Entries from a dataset
------

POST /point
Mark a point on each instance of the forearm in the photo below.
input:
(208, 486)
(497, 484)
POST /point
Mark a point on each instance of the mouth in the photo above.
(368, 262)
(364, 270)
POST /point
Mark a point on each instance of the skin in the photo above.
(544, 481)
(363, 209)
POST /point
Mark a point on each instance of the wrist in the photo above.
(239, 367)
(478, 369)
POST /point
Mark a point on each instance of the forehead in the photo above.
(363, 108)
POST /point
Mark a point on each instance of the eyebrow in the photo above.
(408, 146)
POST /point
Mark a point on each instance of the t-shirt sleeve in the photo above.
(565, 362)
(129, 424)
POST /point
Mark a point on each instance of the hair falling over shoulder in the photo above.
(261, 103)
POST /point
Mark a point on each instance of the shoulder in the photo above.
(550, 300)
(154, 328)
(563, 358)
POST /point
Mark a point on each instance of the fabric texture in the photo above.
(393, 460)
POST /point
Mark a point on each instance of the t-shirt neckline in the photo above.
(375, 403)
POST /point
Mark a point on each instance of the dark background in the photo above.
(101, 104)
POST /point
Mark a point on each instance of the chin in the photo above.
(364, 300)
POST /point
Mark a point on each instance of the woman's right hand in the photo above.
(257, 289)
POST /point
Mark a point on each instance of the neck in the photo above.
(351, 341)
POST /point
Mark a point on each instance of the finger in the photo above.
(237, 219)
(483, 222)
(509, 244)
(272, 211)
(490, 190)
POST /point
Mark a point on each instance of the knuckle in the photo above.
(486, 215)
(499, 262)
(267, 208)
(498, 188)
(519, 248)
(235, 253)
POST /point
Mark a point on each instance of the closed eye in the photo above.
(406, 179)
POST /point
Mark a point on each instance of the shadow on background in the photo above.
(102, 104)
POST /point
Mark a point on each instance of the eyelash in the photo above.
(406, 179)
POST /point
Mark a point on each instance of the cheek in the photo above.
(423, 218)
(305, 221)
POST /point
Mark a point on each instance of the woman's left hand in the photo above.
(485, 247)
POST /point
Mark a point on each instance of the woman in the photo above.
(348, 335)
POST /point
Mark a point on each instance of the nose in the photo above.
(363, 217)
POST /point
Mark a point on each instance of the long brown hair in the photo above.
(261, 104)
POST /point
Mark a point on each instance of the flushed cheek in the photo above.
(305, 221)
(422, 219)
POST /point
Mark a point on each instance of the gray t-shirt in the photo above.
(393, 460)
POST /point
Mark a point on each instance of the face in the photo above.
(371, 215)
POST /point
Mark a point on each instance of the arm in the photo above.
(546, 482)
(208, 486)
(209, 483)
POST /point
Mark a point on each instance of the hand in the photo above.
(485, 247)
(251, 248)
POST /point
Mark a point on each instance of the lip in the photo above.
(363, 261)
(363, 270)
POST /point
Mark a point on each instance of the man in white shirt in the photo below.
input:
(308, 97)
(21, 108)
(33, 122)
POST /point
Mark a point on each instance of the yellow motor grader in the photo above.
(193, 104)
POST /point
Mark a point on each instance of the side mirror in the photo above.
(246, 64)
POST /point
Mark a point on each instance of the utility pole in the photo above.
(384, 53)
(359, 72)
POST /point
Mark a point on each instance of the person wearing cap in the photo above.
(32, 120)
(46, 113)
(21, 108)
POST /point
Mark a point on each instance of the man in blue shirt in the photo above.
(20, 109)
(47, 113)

------

◆ TASK DESCRIPTION:
Give the records above again, word for word.

◆ SOLVED PROBLEM:
POST /point
Mark a point on each instance of the forearm in the photo below.
input:
(208, 486)
(497, 484)
POST /point
Mark a point on each instance of the mouth in the photo above.
(368, 262)
(364, 270)
POST /point
Mark a point on each instance of the skin in the photo above.
(544, 481)
(363, 209)
POST /point
Mark a point on each instance of the wrist in the photo above.
(239, 367)
(478, 369)
POST /point
Mark a point on each instance of the forehead in the photo above.
(363, 108)
POST /point
Mark a point on each instance of the eyebrow in the photo above.
(408, 146)
POST /point
Mark a point on each instance of the t-shirt sleeve in the photo above.
(565, 362)
(129, 424)
POST /point
Mark a point on each instance of the hair falling over shoulder in the photo above.
(261, 103)
POST /point
Mark a point on each instance of the shoulder in the photo above.
(550, 300)
(154, 328)
(563, 358)
POST /point
Mark a point on each instance of the fabric texture in the photo above.
(393, 460)
POST /point
Mark a point on each instance of the t-shirt neckline in the photo above.
(375, 403)
POST /point
Mark a point on each instance of the dark background in the photo above.
(101, 104)
POST /point
Mark a point on each instance of the chin in the photo above.
(364, 300)
POST /point
Mark a point on each instance of the woman's right hand in the photo above.
(257, 289)
POST /point
Mark a point on each instance of the neck in the photo above.
(351, 341)
POST /point
Mark a point on each instance of the finger in the photo above.
(237, 219)
(483, 222)
(509, 244)
(272, 211)
(490, 190)
POST /point
Mark a point on each instance of the knuckle in the photo above.
(486, 215)
(499, 262)
(267, 208)
(498, 188)
(519, 248)
(235, 253)
POST /point
Mark a point on each instance of the closed eye in the photo above.
(406, 179)
POST /point
Mark a point on each instance of the shadow on background in the photo above.
(102, 104)
POST /point
Mark a point on each instance of the eyelash in the photo above.
(406, 179)
POST /point
Mark a point on each instance of the cheek in the photo above.
(423, 218)
(305, 221)
POST /point
Mark a point on each instance of the woman's left hand in the photo above.
(485, 247)
POST /point
Mark a point on each instance of the woman in the photo above.
(348, 335)
POST /point
Mark a point on each instance of the nose in the photo above.
(363, 217)
POST /point
Mark a point on each instance of the long brown hair in the photo above.
(261, 104)
POST /point
Mark a point on each instance of the flushed cheek in the photo above.
(305, 221)
(422, 219)
POST /point
Mark a point on each instance of the gray t-shirt in the photo above.
(393, 460)
POST /point
Mark a point on each instance of the face in the photo above.
(371, 215)
POST /point
Mark a point on each instance of the arm in the photo above.
(546, 482)
(208, 486)
(209, 483)
POST /point
Mark a point on each instance of the hand in the photo above.
(485, 247)
(251, 248)
POST /point
Mark a point on each instance of the lip in the photo above.
(363, 261)
(363, 270)
POST /point
Mark a point on each instance of the man in white shirt in the photo below.
input:
(308, 97)
(21, 108)
(33, 122)
POST /point
Mark a point on each instance of the yellow motor grader in the photo above.
(193, 104)
POST /point
Mark a point on each instance of the side mirror in the photo above.
(246, 64)
POST /point
Mark a point on each instance of the utility pole in the photo above.
(384, 53)
(359, 72)
POST /point
Mark a point on each instance of the person wearing cap in the photo above.
(32, 120)
(46, 113)
(21, 108)
POST /point
Mark a point on each instance of the man in blue shirt in the photo above.
(20, 109)
(47, 113)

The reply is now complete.